What you are asked to do: Rewrite every line of the data below, request lines included, and shift each coordinate in the results by adding 26 to every number. Leave the pictures out of your rewritten version.

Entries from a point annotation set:
## START

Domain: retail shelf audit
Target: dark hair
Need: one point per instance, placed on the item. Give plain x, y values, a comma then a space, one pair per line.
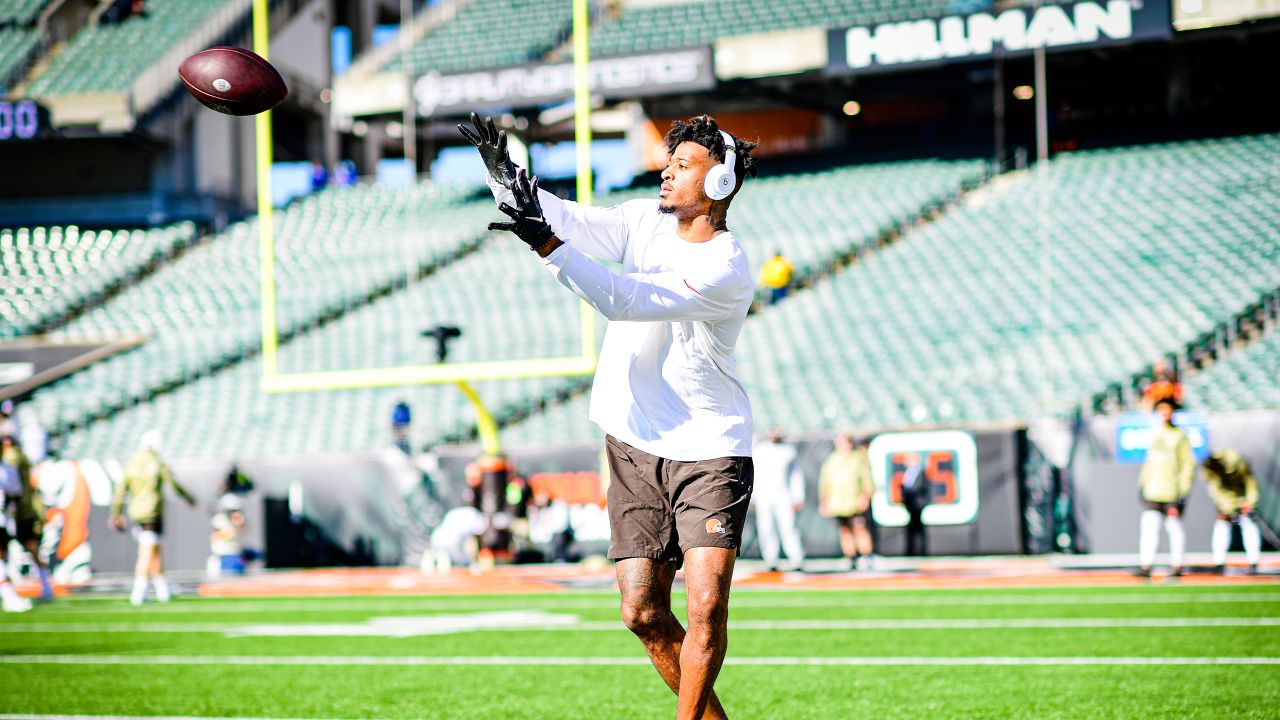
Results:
704, 131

## END

Right answer:
Domain: retail shelf audit
Target: dark hair
Need: one point per instance, placed on the item. Give plain x, y values, a comma then a space, one pair per line.
Results:
730, 157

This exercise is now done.